EXERCISES TO COMPLETE
A – Which kinds of chess piece does the zombie chess text mention? List every one.
B – How would you put this sentence from the zombie chess text into Spanish: "When Black is in a position to take a piece, it must do so."
C – Carry on the zombie chess text from the point where it stops.

DOCUMENT EXTRACT
◆ ◆ ◆ ◆ ◆

The object for White is to get the king to the far end of the board. The object for Black is to checkmate White's king. White moves first. All white pieces move normally, except for the rook, which moves as usual but can neither take nor be taken. Black can move only one square at a time, even on the pieces' first moves, but moves and takes in the normal directions.

When Black is in a position to take a piece, it must do so. (If it ever became possible to take more than one piece at a time, then you could choose which one.) But the big difference is, when Black takes, the black pawn doesn't move into the taken white piece's square. Instead, the taken white piece becomes a zombie pawn. For example:

Move 1: White has opened with a pawn. Black responds by opening with its own--

Move 2: White makes some other futile move (in this case, moving a second pawn). But since White didn't move its first pawn, Black is forced to take it--

As you can see, things get ugly fast. Since we had only three cheap plastic chess sets, we had to resort to black bishops, knights and rooks to swell the the zombie horde. While there is a certain Romeroesque quality to replacing a white queen with a black queen, making the other white pieces stare in the zombified face of their old buddy, it's easy to forget that the black queen moves like any other zombie pawn.

◆ ◆ ◆ ◆ ◆

EXCERPTED RECORDS
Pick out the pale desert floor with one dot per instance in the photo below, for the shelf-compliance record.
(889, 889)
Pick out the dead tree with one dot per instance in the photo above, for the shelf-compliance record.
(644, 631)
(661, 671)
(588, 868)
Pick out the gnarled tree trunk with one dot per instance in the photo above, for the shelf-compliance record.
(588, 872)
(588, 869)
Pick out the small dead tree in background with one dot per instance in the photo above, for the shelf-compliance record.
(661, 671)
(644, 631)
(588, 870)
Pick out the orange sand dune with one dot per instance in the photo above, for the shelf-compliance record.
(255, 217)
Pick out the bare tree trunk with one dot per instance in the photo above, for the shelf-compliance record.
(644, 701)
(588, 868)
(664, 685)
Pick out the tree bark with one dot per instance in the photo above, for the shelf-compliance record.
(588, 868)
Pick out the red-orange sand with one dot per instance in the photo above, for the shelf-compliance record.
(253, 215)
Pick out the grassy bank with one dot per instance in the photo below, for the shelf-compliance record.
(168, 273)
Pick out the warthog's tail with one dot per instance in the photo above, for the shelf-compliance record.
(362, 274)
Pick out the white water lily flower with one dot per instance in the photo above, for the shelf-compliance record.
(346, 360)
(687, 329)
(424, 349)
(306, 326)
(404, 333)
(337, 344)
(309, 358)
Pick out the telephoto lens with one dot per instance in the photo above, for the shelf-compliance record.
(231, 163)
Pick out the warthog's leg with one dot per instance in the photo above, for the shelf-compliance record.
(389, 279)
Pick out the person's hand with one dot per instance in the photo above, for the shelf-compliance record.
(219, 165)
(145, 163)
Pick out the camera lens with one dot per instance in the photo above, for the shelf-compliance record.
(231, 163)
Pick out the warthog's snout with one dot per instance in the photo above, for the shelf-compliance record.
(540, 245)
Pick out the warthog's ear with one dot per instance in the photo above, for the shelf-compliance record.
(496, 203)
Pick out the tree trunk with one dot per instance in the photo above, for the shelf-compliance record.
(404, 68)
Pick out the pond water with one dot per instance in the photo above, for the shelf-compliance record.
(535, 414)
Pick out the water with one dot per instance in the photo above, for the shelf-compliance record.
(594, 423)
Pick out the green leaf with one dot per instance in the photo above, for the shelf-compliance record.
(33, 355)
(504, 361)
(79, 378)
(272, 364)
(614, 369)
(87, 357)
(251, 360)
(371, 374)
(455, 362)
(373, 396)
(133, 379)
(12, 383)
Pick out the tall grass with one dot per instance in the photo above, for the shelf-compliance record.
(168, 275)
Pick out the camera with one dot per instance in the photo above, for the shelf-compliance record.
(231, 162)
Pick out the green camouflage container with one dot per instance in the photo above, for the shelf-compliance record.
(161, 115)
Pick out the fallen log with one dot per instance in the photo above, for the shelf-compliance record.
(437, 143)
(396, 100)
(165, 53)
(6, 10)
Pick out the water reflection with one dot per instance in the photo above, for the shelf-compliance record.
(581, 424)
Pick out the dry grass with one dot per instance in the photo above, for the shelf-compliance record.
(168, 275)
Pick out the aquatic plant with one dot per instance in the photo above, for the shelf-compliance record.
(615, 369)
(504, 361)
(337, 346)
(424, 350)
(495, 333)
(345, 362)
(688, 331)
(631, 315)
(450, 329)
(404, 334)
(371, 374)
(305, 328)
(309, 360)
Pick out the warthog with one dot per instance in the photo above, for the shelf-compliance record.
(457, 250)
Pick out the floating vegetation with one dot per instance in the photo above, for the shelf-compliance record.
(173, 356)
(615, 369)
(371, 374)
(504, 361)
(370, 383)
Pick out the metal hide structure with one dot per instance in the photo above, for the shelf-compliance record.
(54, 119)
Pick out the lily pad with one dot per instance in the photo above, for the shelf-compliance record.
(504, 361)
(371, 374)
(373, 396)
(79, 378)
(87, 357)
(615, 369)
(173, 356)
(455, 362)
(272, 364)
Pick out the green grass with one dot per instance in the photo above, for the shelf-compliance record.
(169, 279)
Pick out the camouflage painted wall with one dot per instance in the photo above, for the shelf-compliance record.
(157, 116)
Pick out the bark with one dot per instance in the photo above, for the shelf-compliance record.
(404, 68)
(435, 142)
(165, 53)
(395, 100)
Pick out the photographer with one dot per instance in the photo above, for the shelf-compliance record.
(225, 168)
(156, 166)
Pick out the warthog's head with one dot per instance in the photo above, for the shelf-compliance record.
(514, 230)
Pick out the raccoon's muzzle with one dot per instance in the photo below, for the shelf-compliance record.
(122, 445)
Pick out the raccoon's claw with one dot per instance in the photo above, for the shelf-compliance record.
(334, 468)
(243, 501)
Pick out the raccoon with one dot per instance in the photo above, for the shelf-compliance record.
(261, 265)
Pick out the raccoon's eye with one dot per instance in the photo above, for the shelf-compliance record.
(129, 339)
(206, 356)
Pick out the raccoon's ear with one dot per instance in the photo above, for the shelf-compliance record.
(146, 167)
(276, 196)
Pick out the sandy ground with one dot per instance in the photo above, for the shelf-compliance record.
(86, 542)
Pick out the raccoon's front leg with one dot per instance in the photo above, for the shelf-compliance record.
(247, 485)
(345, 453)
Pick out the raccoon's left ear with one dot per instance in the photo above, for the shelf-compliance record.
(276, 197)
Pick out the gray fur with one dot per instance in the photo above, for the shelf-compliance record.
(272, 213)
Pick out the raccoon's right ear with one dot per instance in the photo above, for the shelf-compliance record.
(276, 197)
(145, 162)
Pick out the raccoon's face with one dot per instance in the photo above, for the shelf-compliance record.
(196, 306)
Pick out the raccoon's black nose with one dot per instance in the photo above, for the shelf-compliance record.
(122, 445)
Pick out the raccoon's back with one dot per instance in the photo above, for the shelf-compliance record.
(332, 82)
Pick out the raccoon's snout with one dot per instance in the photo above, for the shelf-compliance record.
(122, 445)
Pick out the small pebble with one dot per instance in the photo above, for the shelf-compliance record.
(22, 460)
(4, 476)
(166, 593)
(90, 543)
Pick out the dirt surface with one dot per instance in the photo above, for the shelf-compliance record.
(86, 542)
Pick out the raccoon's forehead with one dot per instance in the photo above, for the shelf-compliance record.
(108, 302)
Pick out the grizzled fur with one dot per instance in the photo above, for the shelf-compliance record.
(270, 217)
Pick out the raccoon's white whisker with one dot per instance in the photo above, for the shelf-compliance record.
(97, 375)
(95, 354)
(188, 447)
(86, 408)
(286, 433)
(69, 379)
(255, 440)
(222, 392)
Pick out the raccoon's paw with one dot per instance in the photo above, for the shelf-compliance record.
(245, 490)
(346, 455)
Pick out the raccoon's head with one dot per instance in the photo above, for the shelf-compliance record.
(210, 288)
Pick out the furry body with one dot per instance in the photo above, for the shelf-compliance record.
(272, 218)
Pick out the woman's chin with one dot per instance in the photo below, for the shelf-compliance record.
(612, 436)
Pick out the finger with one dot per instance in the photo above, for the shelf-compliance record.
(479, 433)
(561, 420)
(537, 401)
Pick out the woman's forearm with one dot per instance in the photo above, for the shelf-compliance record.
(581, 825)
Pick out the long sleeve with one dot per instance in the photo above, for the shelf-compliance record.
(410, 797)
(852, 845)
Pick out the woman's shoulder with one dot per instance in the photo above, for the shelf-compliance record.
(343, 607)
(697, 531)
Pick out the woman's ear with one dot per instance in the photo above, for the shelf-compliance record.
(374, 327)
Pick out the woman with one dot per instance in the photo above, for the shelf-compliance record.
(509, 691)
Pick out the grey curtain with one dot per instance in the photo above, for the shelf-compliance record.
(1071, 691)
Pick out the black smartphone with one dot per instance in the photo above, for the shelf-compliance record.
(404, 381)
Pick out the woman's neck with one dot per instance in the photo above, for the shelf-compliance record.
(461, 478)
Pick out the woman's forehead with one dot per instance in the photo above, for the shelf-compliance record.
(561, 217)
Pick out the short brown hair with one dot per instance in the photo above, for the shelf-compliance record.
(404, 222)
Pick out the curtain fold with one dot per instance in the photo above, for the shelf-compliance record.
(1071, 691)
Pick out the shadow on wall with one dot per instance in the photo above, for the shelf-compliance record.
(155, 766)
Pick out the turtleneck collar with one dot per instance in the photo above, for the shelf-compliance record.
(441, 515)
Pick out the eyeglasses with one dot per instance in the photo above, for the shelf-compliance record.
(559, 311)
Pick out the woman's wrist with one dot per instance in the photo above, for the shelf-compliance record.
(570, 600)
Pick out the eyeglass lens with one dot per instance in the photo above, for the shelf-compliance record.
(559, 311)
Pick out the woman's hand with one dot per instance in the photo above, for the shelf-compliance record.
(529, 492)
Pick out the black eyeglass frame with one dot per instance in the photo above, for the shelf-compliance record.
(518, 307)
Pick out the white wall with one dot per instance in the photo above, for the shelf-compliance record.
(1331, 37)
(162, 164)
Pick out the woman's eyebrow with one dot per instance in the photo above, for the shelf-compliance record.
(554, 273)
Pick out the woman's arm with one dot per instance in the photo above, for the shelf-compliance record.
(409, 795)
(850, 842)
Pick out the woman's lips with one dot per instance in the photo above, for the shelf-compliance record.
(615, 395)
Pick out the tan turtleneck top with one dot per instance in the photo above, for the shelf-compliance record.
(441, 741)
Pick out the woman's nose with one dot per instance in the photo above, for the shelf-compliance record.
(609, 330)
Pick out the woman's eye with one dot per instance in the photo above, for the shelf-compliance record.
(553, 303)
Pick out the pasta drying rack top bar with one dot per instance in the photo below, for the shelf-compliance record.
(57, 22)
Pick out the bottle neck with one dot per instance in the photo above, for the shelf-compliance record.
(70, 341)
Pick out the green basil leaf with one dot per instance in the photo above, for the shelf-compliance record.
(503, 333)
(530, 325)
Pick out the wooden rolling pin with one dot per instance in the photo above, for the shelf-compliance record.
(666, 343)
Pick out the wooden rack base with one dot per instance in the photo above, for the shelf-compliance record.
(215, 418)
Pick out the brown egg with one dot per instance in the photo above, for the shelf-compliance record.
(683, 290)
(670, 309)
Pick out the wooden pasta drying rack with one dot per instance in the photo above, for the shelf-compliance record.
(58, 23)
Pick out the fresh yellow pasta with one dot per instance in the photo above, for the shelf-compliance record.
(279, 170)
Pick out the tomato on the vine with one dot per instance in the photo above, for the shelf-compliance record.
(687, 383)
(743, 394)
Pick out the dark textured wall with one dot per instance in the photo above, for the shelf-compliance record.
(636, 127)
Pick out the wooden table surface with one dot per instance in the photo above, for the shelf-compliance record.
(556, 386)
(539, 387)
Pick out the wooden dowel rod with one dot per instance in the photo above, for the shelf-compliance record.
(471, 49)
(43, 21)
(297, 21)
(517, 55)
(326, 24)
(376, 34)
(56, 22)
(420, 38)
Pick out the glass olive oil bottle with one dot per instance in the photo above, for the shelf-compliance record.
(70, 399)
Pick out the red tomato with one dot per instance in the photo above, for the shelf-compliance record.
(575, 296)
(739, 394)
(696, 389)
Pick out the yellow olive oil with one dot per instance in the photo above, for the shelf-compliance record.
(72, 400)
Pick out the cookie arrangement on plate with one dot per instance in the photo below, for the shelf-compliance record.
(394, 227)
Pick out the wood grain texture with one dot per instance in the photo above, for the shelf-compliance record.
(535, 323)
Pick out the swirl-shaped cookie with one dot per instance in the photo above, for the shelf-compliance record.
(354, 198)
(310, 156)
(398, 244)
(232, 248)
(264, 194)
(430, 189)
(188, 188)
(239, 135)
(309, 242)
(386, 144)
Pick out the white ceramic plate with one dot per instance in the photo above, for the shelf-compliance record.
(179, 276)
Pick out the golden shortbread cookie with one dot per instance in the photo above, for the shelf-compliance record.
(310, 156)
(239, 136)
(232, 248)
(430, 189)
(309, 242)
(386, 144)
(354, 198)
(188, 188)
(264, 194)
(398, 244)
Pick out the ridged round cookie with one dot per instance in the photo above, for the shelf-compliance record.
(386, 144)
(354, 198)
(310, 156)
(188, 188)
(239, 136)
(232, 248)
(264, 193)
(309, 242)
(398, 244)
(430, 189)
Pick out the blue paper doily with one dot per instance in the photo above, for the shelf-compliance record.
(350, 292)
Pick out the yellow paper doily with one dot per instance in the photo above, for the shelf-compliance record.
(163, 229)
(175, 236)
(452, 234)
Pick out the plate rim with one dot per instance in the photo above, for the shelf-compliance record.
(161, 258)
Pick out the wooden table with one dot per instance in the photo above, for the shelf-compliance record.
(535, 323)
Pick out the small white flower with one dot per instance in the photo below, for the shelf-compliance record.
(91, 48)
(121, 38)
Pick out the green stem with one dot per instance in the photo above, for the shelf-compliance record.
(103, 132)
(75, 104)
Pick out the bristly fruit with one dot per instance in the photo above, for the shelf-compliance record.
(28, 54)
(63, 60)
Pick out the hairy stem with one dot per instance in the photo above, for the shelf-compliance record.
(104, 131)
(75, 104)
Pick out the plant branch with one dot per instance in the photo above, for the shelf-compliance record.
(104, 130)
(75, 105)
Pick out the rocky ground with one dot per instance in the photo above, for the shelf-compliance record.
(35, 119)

◆ ◆ ◆ ◆ ◆

RESULTS FOR EACH TASK
A – King, rook, pawn, bishop, knight, queen

B – Cuando las negras están en posición de capturar una pieza, deben hacerlo.

C –
Once a zombie pawn has advanced to the end of the board, then, on its next turn, it can move to the first square in the same file so long as that square is unoccupied (i.e., the board wraps around for Black).

White basically sacrifices most its pawns right off the bat to keep Black from advancing too quickly. Just like in "Dawn of the Dead," the living player faces the problem of keeping track of all the zombies and not underestimating them for being so slow. The zombies (not exactly like in "Dawn of the Dead") have to support their forward pawns, spread their pieces out more or less evenly, and avoid letting any white pieces get to your back row. The rooks can be useful, but since they can't take any pawns, they easily get boxed in.

Hrafntinna mostly played White. She's a very careful player, and she won all four games, but it looked horrifying and even impossible most of the time. That sounds like your basic horror movie. The one time that I played White, I died quickly and gruesomely--but I had a hard time changing gears after having played Zombie twice already.

Hrafntinna dubbed the white queen "Last Girl," i.e., that girl in all the slasher movies who (hasn't had sex and therefore) survives. But since the king is the one who has to get to the other side, not her, that basically made him "wounded boyfriend." The rook is the truck, and the knight is no doubt the helicopter.

Letting zombie pawns wrap around the board in the advancing direction took away a relatively easy strategy for White, i.e.: surviving until the wave of zombies passes you by, at which point they're completely unsupported and vulnerable from behind. Playing without a wraparound board is "Shaun of the Dead" rules.

For more zombie realism, I thought of starting with just two ranks of zombie pawns, then letting them move in all four directions (and taking along the diagonals). But it starts to distort more and more of the original shape of chess, and chess could never literally recreate a George Romero movie. (Maybe that's where the "Zombies!!!" game picks up.)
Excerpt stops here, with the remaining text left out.